:: Text to read ::
In 1+1 dimensions it would be:

harm(k0,k1) = delta(k0-p0)*delta(p0^2-*k1^2-m^2)

for some arbitrary p0

Seems to work...

 

[OOO]

Don't forget, that this Kleiss in the Field theory lecture at Cern in the link, I posted, is selling epsilon as the decay rate of the particle. So it seems, there is not only mathematics, but also Physics in it.

I'm not sure. An electron (which is, of course, no KG particle) has no decay rate. But probably unstable particles can be dealt with this way (without sending epsilon to zero). But then they don't obey Klein-Gordon but some dissipative equation.

Edit: Hans is suspicously calm. He is figuring this all out quietly it seems. Or our discussion is just too trivial for him.

As a wise man he doesn't work on weekends...

 

[Micha]

I'm not sure. An electron (which is, of course, no KG particle) has no decay rate. But probably unstable particles can be dealt with this way (without sending epsilon to zero). But then they don't obey Klein-Gordon but some dissipative equation.

The fact, that we haven't seen an electron decaying experimentally just means, that the decay time of the electron is bigger than some limit of 10^35 years or so. Remember the experiments about proton decay. It would still be clear, which sign of epsilon would be the "right" one. Kleiss goes so far to connect the sign of epsilon to the arrow in time in QFT.
Don't worry about Dirac vs. KG by the way. The denominator of the propagator is just the same.

 

[Haelfix]

Exactly what do you want the electron to decay into?

Keep in mind i epsilon really has to do with Wick rotation, with epsilon --> zero. Its justified mathematically in that sense ultimately. Typically we denote something that looks like i sigma for the decay rate in cases where the resonance is so thin that its hard to make sense off. Sigma is not a limit though, but a small and positive number.

Depending on definitions they can be used interchangeably, but ultimately one is utilized as a mnemonic for a trick, and the other is an actual physical thing.

 

[Micha]

I think, I understand now, in which direction to search for the source of our confusion.
We should remind ourselves, that, while we are calculation in natural units, where hbar = 1, there is an 1/hbar^2 sitting in front of the rest mast term.
This means, that the KG equation with finite rest mass does know about quantum mechanics, whereas the massless equation does not!
So for the massless equation we will of course rediscover the classical behaviour of the photon traveling along the light cone.
If we now look at the leaking out of the lightcone for the massive case, it goes with
exp(-m/hbar*abs(x)). From there we see, that it is clearly a quantum mechanical effect! If hbar goes to zero, there is no leaking out of the light cone! We know from things as the tunnel effect, that a quantum mechanics state can leak into classical forbidden regions with an exponentially decaying amplitude.
We can see the same thing also in a different way.

:: To do ::
• A. Answer these from the thread on the i epsilon term:
(i) According to Haelfix, what does i epsilon really have to do with?
(ii) What lower bound on the electron's decay time does Micha give?
(iii) How does the leaking out of the light cone go in the massive case?
• B. Duplicate the thread's passage between "We should remind" and "exponentially decaying amplitude.", inclusive.

Image records with named regions

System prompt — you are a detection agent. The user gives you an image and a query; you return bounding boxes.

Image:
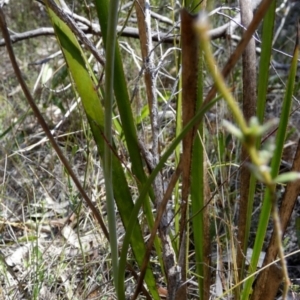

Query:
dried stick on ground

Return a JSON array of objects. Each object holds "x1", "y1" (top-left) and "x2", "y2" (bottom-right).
[{"x1": 0, "y1": 7, "x2": 109, "y2": 239}]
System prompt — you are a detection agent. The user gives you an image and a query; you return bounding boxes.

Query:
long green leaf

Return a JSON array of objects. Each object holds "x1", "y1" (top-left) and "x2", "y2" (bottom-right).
[
  {"x1": 240, "y1": 1, "x2": 276, "y2": 288},
  {"x1": 45, "y1": 5, "x2": 159, "y2": 299},
  {"x1": 242, "y1": 27, "x2": 299, "y2": 300},
  {"x1": 118, "y1": 99, "x2": 218, "y2": 294}
]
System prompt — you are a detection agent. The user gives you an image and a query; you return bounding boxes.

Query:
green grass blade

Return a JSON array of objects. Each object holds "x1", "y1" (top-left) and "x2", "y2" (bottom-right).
[
  {"x1": 45, "y1": 5, "x2": 159, "y2": 299},
  {"x1": 240, "y1": 1, "x2": 276, "y2": 284},
  {"x1": 118, "y1": 99, "x2": 217, "y2": 294},
  {"x1": 242, "y1": 27, "x2": 299, "y2": 300},
  {"x1": 104, "y1": 0, "x2": 119, "y2": 289}
]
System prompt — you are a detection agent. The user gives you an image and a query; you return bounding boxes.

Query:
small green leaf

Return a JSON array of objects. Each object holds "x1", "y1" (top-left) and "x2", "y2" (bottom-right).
[
  {"x1": 223, "y1": 120, "x2": 243, "y2": 140},
  {"x1": 274, "y1": 172, "x2": 300, "y2": 183}
]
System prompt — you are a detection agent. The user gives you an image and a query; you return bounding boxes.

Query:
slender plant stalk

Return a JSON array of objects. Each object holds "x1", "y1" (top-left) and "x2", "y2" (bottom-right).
[
  {"x1": 235, "y1": 0, "x2": 257, "y2": 292},
  {"x1": 104, "y1": 0, "x2": 119, "y2": 290}
]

:: Solution set ::
• A.
(i) Wick rotation, with epsilon going to zero.
(ii) Some limit of 10^35 years or so.
(iii) It goes with exp(-m/hbar*abs(x)).

• B.
We should remind ourselves, that, while we are calculation in natural units, where hbar = 1, there is an 1/hbar^2 sitting in front of the rest mast term.
This means, that the KG equation with finite rest mass does know about quantum mechanics, whereas the massless equation does not!
So for the massless equation we will of course rediscover the classical behaviour of the photon traveling along the light cone.
If we now look at the leaking out of the lightcone for the massive case, it goes with
exp(-m/hbar*abs(x)). From there we see, that it is clearly a quantum mechanical effect! If hbar goes to zero, there is no leaking out of the light cone! We know from things as the tunnel effect, that a quantum mechanics state can leak into classical forbidden regions with an exponentially decaying amplitude.